General and administrative expenses during Q3 2023 increased to $3.2 million from $2.2 million in Q2 2022 due to the increase in the allocation of corporate costs and higher insurance, legal and consulting fees reflecting increased corporate activities. Salaries and benefits increased primarily due to an increase in the number of employees to support growth of operations, increases in remuneration of employees and directors due to an increase in the size and scope of business operations.
Other Items
Gain on change in fair value of the GM Tranche 2 Agreements derivative liability of $4.7 million was driven by changes in the underlying valuation assumptions, including the decrease as at September 30, 2023 compared to June 30, 2023, of the market price of the Old LAC’s shares from $20.21 to $17.01, a increase in volatility assumption from 46.47% to 49.13%, partially offset by an decrease in risk-free rate from 5.71% to 5.68%.
*****
From the quarterly expenses excerpt, copy out the part that opens with the words containing "Other Items" and closes with "5.71% to 5.68%.". The lines that come next were taken from a separate source.

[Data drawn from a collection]
*****
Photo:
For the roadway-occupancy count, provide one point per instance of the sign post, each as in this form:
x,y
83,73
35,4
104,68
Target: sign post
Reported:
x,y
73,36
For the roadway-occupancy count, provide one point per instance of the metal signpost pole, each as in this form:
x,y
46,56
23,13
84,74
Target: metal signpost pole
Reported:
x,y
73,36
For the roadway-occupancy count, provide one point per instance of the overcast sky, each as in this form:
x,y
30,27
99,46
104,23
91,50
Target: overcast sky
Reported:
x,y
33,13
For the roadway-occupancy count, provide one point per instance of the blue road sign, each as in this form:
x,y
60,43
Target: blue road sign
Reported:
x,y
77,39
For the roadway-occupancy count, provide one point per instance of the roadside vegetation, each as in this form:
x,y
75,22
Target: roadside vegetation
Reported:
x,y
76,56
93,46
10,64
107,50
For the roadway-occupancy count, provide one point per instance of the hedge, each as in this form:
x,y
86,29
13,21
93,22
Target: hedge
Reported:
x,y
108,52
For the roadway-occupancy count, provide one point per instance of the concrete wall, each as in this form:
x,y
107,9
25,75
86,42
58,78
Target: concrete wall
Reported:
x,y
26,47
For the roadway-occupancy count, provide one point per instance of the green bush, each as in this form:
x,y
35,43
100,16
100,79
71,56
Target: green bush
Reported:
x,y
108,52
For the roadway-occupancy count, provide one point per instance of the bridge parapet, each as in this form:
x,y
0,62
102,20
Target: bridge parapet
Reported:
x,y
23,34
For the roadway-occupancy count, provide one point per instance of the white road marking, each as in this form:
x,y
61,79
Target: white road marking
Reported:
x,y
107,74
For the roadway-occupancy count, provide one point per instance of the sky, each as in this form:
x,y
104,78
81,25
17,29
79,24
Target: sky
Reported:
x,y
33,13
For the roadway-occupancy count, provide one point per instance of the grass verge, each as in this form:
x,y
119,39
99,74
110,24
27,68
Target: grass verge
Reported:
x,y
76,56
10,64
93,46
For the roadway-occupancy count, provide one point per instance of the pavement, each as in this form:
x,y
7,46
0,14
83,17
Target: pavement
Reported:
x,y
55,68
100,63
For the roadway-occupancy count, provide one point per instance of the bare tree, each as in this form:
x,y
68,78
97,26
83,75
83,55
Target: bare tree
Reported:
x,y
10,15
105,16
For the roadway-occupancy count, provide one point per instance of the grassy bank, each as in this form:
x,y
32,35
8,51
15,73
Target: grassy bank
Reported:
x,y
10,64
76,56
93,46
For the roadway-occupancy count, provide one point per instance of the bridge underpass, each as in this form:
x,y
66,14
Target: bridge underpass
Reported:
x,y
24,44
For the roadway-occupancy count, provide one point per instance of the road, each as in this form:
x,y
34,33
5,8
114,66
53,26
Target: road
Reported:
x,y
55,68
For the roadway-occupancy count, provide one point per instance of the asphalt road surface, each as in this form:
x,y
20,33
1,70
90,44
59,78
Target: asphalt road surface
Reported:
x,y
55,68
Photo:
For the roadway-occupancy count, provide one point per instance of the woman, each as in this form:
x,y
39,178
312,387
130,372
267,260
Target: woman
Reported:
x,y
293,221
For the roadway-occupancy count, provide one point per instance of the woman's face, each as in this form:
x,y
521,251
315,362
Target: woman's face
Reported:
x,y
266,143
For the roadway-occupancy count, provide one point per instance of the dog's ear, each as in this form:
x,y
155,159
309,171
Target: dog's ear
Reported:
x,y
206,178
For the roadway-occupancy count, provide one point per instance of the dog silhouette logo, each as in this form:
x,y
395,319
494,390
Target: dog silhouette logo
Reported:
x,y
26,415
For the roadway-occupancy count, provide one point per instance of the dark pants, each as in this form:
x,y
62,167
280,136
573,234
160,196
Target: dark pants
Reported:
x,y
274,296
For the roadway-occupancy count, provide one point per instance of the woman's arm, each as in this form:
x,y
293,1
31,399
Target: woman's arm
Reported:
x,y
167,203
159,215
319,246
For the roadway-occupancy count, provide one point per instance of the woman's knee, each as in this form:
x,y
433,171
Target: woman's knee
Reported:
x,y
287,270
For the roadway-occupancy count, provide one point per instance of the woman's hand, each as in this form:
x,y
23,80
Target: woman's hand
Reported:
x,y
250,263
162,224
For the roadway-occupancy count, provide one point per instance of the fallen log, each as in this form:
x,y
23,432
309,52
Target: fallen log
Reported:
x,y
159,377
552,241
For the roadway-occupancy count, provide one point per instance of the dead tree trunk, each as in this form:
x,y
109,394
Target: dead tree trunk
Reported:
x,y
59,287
*****
*In response:*
Other Items
Gain on change in fair value of the GM Tranche 2 Agreements derivative liability of $4.7 million was driven by changes in the underlying valuation assumptions, including the decrease as at September 30, 2023 compared to June 30, 2023, of the market price of the Old LAC’s shares from $20.21 to $17.01, a increase in volatility assumption from 46.47% to 49.13%, partially offset by an decrease in risk-free rate from 5.71% to 5.68%.